### [DATA SUPPLIED]
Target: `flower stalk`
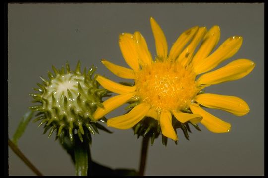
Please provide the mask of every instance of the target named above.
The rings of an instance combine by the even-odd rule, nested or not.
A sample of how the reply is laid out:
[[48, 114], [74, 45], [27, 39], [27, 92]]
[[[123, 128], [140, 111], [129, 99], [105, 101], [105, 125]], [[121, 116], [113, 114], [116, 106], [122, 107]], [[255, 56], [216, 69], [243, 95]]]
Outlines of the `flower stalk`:
[[140, 162], [139, 163], [139, 176], [144, 176], [146, 167], [146, 161], [147, 160], [147, 153], [148, 153], [148, 146], [149, 145], [149, 136], [143, 136], [142, 139], [142, 145], [140, 154]]
[[37, 168], [27, 158], [19, 148], [11, 140], [8, 139], [8, 145], [13, 151], [16, 154], [25, 164], [35, 173], [37, 176], [43, 176]]

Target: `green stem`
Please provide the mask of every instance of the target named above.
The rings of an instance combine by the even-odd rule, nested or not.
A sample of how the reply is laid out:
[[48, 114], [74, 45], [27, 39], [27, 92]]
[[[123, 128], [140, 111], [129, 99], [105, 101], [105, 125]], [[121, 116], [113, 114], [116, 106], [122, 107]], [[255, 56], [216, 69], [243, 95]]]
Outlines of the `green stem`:
[[43, 176], [42, 173], [26, 157], [18, 147], [8, 138], [8, 145], [14, 152], [26, 164], [37, 176]]
[[142, 139], [142, 147], [140, 155], [140, 162], [139, 163], [139, 176], [144, 176], [147, 159], [147, 153], [148, 151], [148, 145], [149, 144], [149, 137], [143, 136]]

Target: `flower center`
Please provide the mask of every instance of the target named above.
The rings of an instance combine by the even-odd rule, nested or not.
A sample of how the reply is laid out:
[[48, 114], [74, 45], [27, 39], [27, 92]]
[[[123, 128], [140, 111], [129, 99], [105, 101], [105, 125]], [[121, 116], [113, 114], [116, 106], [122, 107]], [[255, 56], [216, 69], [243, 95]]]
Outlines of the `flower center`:
[[191, 67], [185, 69], [177, 63], [156, 62], [137, 76], [138, 96], [158, 110], [183, 110], [199, 91]]

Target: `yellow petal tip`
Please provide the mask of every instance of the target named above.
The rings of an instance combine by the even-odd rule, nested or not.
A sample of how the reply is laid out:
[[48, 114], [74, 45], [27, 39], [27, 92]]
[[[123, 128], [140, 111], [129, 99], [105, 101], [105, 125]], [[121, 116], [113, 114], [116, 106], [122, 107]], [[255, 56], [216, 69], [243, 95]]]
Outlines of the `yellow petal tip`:
[[105, 59], [102, 59], [101, 60], [101, 62], [103, 64], [103, 63], [105, 62], [106, 60]]

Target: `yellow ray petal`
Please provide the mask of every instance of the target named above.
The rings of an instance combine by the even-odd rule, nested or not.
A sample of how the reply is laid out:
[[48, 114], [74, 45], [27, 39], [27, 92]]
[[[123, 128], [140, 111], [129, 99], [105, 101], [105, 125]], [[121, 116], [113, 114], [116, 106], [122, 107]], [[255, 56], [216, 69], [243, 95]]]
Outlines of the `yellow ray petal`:
[[253, 69], [255, 64], [248, 59], [234, 60], [214, 71], [204, 74], [198, 79], [201, 84], [216, 84], [241, 79]]
[[98, 107], [94, 113], [93, 117], [95, 119], [102, 118], [106, 114], [128, 102], [134, 94], [134, 93], [121, 94], [107, 99], [102, 103], [104, 108]]
[[192, 39], [198, 30], [198, 26], [192, 27], [180, 35], [174, 43], [168, 56], [168, 59], [175, 61], [182, 52], [183, 48], [188, 42]]
[[149, 104], [141, 103], [125, 115], [109, 119], [107, 126], [121, 129], [129, 129], [142, 119], [149, 109]]
[[202, 120], [202, 116], [199, 114], [185, 113], [175, 110], [172, 111], [172, 113], [176, 119], [182, 123], [190, 121], [191, 122], [196, 124], [200, 122]]
[[226, 40], [217, 50], [208, 57], [197, 61], [194, 71], [197, 74], [209, 71], [220, 63], [234, 55], [240, 48], [243, 41], [242, 37], [233, 36]]
[[142, 35], [139, 32], [135, 32], [133, 35], [133, 40], [135, 43], [139, 64], [142, 66], [151, 65], [152, 62], [152, 56]]
[[165, 34], [155, 20], [150, 18], [151, 27], [155, 41], [156, 54], [160, 59], [165, 60], [167, 58], [168, 45]]
[[146, 116], [148, 117], [150, 117], [156, 120], [158, 120], [159, 117], [158, 113], [154, 108], [152, 108], [150, 109], [149, 111], [148, 111], [148, 112], [146, 114]]
[[204, 37], [204, 40], [195, 54], [192, 60], [193, 65], [200, 63], [202, 60], [207, 57], [218, 44], [220, 37], [220, 28], [217, 25], [213, 26]]
[[98, 76], [96, 80], [107, 90], [117, 94], [125, 94], [131, 93], [136, 90], [136, 86], [126, 86], [119, 84], [106, 79], [102, 76]]
[[193, 57], [195, 49], [206, 32], [206, 28], [205, 27], [200, 27], [198, 29], [190, 44], [179, 56], [177, 59], [178, 62], [180, 63], [183, 66], [188, 64]]
[[162, 134], [174, 141], [178, 140], [178, 136], [172, 126], [172, 116], [170, 112], [162, 110], [160, 114], [160, 126]]
[[221, 109], [239, 116], [249, 111], [247, 103], [235, 96], [205, 93], [197, 95], [195, 100], [208, 108]]
[[119, 36], [119, 44], [121, 53], [128, 65], [135, 71], [139, 70], [138, 55], [132, 35], [124, 33]]
[[209, 131], [214, 133], [228, 132], [231, 129], [231, 124], [218, 118], [215, 116], [205, 111], [196, 105], [191, 105], [190, 109], [194, 114], [199, 114], [203, 117], [201, 123]]
[[135, 79], [135, 72], [130, 69], [126, 68], [117, 65], [113, 64], [105, 59], [102, 59], [101, 62], [109, 70], [115, 75], [124, 79]]

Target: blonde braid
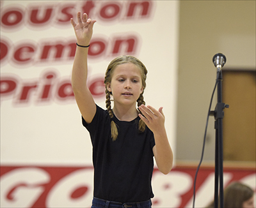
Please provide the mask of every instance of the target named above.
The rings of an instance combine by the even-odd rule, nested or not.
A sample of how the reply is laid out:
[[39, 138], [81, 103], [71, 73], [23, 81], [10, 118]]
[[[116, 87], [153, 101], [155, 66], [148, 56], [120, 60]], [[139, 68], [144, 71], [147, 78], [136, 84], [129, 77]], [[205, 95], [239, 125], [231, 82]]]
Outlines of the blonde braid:
[[[113, 118], [114, 117], [114, 114], [113, 113], [111, 105], [110, 93], [107, 88], [106, 88], [106, 107], [110, 117]], [[117, 136], [118, 135], [118, 130], [117, 129], [116, 123], [113, 120], [111, 121], [111, 130], [112, 140], [113, 141], [115, 141], [117, 138]]]
[[[137, 103], [138, 103], [138, 107], [139, 107], [140, 106], [141, 106], [141, 105], [145, 105], [146, 103], [144, 101], [144, 97], [143, 96], [144, 90], [142, 92], [142, 93], [140, 95], [139, 98], [137, 100]], [[138, 110], [140, 111], [140, 113], [141, 114], [141, 112], [140, 112], [140, 110]], [[145, 123], [145, 122], [143, 121], [142, 121], [141, 119], [140, 119], [140, 122], [139, 122], [139, 131], [140, 132], [144, 132], [145, 130], [146, 129], [146, 124]]]

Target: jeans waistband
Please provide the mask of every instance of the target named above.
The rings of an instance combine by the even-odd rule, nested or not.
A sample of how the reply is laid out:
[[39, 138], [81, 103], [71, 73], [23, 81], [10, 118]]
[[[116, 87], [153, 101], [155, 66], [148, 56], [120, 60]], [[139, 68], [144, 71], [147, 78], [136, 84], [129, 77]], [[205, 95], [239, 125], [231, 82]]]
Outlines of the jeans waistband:
[[96, 207], [98, 205], [99, 207], [104, 208], [150, 208], [152, 203], [151, 200], [148, 200], [145, 202], [127, 202], [123, 204], [93, 197], [93, 205], [96, 205]]

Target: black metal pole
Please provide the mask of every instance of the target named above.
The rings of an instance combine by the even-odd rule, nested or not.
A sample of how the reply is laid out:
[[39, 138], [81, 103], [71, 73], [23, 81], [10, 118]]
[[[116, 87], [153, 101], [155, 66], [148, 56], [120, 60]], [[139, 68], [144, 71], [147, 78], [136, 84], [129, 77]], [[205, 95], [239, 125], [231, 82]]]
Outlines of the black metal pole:
[[[215, 186], [214, 208], [223, 208], [223, 119], [225, 103], [222, 103], [222, 71], [217, 71], [218, 102], [214, 111], [216, 143], [215, 143]], [[219, 186], [220, 185], [220, 186]], [[220, 189], [220, 193], [219, 193]], [[219, 195], [219, 198], [218, 198]]]

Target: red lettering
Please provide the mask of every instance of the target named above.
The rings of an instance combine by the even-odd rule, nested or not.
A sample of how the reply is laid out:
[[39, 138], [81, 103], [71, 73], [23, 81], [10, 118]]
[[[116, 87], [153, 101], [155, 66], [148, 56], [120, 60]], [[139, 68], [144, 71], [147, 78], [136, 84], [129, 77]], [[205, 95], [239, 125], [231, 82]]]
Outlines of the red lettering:
[[70, 23], [70, 19], [73, 17], [73, 15], [72, 13], [70, 13], [70, 10], [73, 10], [74, 8], [74, 6], [66, 6], [64, 7], [63, 8], [61, 9], [61, 13], [63, 15], [63, 17], [58, 19], [58, 22], [60, 23]]
[[13, 59], [15, 62], [26, 63], [33, 58], [36, 48], [32, 45], [21, 45], [15, 50]]
[[112, 50], [112, 54], [116, 56], [122, 51], [122, 45], [126, 47], [126, 52], [128, 54], [133, 54], [136, 48], [137, 39], [135, 37], [128, 37], [126, 39], [116, 38], [115, 40], [114, 47]]
[[151, 14], [153, 3], [152, 1], [78, 1], [71, 5], [68, 2], [45, 6], [45, 3], [41, 3], [36, 5], [28, 5], [26, 10], [21, 6], [19, 8], [19, 3], [15, 3], [13, 4], [15, 6], [11, 7], [11, 4], [8, 9], [1, 6], [1, 22], [4, 28], [15, 29], [24, 24], [24, 20], [33, 26], [44, 26], [51, 23], [63, 24], [69, 22], [71, 17], [76, 18], [76, 10], [74, 8], [81, 8], [89, 17], [94, 16], [93, 18], [100, 19], [108, 23], [118, 18], [136, 20], [148, 18]]
[[45, 10], [44, 7], [33, 9], [31, 11], [29, 20], [33, 24], [36, 25], [45, 24], [49, 21], [52, 13], [52, 8], [47, 8]]
[[45, 84], [44, 85], [42, 93], [40, 96], [42, 101], [49, 100], [51, 98], [51, 89], [56, 75], [54, 72], [49, 72], [46, 73], [44, 77]]
[[58, 96], [61, 99], [74, 98], [70, 82], [64, 82], [60, 85]]
[[141, 6], [141, 17], [147, 17], [150, 13], [150, 9], [152, 1], [144, 1], [143, 2], [131, 2], [129, 4], [129, 9], [127, 11], [127, 17], [130, 18], [134, 15], [135, 9]]
[[108, 4], [102, 8], [100, 11], [100, 17], [107, 20], [114, 19], [118, 16], [120, 11], [120, 5], [116, 3]]
[[22, 11], [19, 9], [13, 8], [12, 10], [3, 11], [1, 10], [1, 12], [3, 12], [3, 15], [1, 22], [4, 27], [17, 27], [22, 21]]
[[83, 12], [85, 12], [88, 17], [91, 16], [92, 11], [95, 7], [93, 1], [86, 1], [84, 4], [82, 6]]
[[3, 77], [0, 80], [0, 94], [7, 96], [13, 93], [16, 89], [17, 81], [13, 78]]

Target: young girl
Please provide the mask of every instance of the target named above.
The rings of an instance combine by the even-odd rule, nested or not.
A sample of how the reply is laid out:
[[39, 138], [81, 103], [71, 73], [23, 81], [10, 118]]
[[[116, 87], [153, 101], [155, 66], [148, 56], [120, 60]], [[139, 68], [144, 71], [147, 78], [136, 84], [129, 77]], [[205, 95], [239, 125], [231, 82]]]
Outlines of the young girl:
[[163, 107], [157, 110], [145, 105], [147, 69], [131, 56], [113, 60], [106, 72], [107, 110], [103, 110], [95, 103], [86, 85], [88, 51], [96, 21], [79, 11], [77, 24], [70, 21], [77, 45], [72, 88], [93, 145], [92, 207], [151, 207], [153, 157], [159, 170], [167, 174], [172, 167], [173, 152]]

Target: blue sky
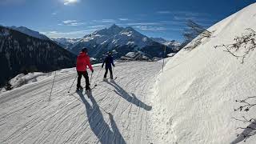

### [YOUR TASK]
Retype the data from its very first line through the line containing "176], [43, 176]]", with that line included, and leave the pictures out of your copy.

### [FINAL ANSWER]
Target: `flower stalk`
Please provide the mask of every instance of the target named above.
The rings of an instance combine by the even-odd rule, nested or not.
A sample of how the reply is laid out:
[[48, 114], [74, 45], [27, 39], [27, 92]]
[[[123, 128], [140, 111], [129, 99], [105, 101], [105, 125]], [[121, 116], [113, 114], [116, 106], [122, 107]], [[255, 56], [216, 69], [243, 95]]]
Outlines of the `flower stalk`:
[[140, 162], [139, 163], [139, 176], [144, 176], [146, 167], [146, 161], [147, 160], [147, 153], [148, 153], [148, 146], [149, 145], [149, 136], [143, 136], [142, 139], [142, 145], [140, 154]]
[[37, 168], [27, 158], [19, 148], [11, 140], [8, 139], [8, 145], [13, 151], [16, 154], [25, 164], [35, 173], [37, 176], [43, 176]]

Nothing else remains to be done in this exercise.